##### Given data

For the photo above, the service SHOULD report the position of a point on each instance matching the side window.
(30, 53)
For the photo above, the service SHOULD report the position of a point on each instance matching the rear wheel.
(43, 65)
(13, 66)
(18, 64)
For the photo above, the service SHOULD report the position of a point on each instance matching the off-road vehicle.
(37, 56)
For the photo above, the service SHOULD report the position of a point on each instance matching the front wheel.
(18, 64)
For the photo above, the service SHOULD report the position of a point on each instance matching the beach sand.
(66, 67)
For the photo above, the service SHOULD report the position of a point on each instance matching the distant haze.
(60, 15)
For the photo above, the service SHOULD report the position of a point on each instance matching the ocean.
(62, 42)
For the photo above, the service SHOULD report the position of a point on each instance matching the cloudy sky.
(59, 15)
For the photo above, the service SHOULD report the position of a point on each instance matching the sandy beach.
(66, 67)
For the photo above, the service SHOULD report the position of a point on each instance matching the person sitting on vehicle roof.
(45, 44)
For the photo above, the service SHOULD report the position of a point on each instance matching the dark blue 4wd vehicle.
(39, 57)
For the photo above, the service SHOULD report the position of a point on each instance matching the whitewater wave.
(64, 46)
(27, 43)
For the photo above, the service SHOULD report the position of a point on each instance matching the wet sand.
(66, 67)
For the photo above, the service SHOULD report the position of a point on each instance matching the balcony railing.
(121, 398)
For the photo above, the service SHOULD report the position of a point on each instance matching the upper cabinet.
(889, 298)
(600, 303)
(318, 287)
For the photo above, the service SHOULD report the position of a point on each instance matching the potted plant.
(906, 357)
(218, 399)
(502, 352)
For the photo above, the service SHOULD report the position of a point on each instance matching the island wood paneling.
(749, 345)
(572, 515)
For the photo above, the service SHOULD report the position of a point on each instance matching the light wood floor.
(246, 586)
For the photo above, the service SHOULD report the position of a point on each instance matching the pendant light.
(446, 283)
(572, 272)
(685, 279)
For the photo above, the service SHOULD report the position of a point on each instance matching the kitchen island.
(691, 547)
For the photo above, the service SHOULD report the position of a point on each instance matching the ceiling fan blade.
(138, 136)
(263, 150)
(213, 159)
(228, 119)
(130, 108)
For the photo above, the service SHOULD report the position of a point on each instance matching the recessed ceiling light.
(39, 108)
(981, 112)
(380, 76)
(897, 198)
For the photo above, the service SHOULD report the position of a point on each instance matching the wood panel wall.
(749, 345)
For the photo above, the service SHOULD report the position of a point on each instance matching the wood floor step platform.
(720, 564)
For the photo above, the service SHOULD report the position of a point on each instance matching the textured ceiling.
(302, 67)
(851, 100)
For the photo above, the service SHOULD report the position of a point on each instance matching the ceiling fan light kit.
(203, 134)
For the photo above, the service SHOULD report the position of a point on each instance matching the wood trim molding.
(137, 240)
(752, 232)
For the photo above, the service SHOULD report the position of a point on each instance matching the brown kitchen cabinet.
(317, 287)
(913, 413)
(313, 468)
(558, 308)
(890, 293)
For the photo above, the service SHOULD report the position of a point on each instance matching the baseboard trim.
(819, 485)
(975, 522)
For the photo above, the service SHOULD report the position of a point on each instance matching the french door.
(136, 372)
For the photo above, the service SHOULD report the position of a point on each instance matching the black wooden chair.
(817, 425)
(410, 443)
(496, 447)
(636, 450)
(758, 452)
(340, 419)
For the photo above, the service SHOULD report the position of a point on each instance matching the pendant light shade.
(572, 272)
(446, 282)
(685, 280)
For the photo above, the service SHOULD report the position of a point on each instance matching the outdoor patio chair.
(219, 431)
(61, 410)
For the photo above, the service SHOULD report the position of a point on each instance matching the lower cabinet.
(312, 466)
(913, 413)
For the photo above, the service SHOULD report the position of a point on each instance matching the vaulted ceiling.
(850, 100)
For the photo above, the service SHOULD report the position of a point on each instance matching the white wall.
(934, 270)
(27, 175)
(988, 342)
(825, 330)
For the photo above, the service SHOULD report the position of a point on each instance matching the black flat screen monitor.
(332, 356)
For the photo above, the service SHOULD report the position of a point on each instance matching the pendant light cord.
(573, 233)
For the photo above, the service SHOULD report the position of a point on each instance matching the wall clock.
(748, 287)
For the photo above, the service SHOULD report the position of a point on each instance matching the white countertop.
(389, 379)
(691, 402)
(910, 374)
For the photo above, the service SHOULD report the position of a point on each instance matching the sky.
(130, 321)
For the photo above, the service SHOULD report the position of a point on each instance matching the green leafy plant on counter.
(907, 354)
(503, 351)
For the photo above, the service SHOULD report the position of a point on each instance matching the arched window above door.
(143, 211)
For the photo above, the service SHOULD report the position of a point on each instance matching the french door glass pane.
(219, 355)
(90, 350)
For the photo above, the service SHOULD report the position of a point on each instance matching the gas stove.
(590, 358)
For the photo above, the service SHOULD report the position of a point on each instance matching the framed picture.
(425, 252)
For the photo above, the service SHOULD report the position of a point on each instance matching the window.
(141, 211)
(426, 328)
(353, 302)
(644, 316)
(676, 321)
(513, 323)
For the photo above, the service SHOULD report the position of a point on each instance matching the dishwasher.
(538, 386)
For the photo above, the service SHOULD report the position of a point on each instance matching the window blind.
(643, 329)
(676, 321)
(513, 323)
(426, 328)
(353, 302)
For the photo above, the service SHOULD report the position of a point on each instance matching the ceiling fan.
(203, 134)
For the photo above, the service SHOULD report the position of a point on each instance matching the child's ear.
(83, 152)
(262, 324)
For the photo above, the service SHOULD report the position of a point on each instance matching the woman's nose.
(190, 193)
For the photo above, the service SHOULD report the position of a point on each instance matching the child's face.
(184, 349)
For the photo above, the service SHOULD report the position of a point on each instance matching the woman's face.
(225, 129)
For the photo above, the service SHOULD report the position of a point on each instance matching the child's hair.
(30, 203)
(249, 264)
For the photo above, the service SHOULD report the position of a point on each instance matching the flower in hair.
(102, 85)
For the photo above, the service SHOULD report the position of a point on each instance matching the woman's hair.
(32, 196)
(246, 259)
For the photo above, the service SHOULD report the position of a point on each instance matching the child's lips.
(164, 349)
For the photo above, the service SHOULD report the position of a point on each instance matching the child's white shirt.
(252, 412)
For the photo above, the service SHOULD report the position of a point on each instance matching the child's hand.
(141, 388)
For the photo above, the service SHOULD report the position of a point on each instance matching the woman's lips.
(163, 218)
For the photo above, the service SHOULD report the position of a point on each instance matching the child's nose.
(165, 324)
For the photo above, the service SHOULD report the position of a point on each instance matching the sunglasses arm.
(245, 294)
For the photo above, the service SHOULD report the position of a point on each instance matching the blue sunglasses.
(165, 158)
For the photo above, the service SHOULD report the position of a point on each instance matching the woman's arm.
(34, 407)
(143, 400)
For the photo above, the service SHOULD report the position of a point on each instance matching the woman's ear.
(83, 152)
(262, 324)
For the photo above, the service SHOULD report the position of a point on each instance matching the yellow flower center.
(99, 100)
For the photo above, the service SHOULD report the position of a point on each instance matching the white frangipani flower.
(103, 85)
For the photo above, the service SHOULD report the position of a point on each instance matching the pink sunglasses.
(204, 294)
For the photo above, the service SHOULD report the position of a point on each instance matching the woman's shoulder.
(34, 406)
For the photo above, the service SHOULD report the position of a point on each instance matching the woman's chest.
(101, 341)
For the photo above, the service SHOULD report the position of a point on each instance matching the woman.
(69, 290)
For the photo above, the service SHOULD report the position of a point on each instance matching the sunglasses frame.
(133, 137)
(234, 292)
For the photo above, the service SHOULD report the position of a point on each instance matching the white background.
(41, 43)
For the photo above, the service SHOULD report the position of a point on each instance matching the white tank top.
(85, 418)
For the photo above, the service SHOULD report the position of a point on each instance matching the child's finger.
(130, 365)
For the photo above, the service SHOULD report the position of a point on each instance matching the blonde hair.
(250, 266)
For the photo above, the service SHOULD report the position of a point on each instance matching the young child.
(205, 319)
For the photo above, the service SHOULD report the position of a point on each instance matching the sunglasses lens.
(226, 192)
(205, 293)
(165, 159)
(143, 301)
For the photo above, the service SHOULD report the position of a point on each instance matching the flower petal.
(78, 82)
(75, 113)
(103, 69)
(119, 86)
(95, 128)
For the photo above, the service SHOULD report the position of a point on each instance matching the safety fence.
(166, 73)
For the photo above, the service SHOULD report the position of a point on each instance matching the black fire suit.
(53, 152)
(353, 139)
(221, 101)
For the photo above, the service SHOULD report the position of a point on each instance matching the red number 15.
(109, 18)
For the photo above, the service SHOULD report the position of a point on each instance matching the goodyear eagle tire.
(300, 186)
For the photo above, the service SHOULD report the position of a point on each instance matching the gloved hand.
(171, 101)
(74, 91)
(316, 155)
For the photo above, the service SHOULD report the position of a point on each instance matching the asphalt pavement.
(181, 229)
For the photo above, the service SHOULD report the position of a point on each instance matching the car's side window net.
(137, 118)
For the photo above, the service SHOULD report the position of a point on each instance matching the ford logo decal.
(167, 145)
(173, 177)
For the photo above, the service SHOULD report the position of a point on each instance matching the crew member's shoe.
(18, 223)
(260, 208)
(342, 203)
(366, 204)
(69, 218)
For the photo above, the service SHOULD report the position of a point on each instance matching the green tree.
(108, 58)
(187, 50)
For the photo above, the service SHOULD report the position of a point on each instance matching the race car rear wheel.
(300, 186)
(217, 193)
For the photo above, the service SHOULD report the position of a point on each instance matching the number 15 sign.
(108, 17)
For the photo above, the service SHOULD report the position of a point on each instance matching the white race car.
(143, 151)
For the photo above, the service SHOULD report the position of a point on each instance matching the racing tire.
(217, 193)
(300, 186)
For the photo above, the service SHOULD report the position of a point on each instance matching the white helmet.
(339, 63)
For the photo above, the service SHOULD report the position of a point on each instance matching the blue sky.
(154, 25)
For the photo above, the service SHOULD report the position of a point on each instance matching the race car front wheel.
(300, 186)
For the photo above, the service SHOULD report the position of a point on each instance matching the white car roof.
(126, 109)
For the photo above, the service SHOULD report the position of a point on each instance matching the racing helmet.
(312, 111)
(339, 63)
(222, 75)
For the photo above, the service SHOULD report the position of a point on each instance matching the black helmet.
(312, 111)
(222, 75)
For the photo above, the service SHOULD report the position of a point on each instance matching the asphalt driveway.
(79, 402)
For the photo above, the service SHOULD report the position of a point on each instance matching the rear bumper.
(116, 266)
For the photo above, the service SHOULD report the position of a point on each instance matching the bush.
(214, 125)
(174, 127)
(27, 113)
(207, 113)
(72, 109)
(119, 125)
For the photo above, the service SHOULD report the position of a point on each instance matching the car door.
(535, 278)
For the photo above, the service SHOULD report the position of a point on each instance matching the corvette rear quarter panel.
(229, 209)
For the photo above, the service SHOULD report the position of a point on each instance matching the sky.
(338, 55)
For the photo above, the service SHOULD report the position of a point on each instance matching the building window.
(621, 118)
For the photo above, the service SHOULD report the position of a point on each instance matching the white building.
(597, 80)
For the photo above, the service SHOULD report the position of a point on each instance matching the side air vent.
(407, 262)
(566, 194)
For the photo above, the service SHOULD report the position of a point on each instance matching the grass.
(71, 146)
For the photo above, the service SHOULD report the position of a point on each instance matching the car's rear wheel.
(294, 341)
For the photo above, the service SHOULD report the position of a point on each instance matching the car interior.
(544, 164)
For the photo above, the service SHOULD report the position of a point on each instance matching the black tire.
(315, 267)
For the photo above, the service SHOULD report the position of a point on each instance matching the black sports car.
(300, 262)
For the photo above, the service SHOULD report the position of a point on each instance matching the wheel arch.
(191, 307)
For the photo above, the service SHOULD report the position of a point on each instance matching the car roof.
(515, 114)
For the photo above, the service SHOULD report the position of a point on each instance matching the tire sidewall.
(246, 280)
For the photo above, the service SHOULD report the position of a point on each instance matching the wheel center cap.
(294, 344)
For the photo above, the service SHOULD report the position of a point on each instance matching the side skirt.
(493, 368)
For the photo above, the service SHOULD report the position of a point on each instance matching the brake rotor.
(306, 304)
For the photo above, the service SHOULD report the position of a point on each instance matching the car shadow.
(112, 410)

##########

Reproduce the lines word for word, starting at the one holding "the car roof." and ending at the final line of the material above.

» Solution to the exercise:
For the photo above, the service SHOULD report the position of a point on each instance matching the car roof.
(515, 114)
For the photo above, the service SHOULD report the position of a point on each instance matching the tire sidewall.
(246, 280)
For the photo above, the service SHOULD report the position of a point on each instance matching the wheel center cap.
(294, 344)
For the photo above, the service SHOULD report the position of a point on each instance matching the side skirt.
(493, 368)
For the photo above, the service SHOULD report the position of a point on each instance matching the brake rotor.
(306, 304)
For the photo above, the service SHOULD report the position of a point on each instance matching the car shadow.
(112, 410)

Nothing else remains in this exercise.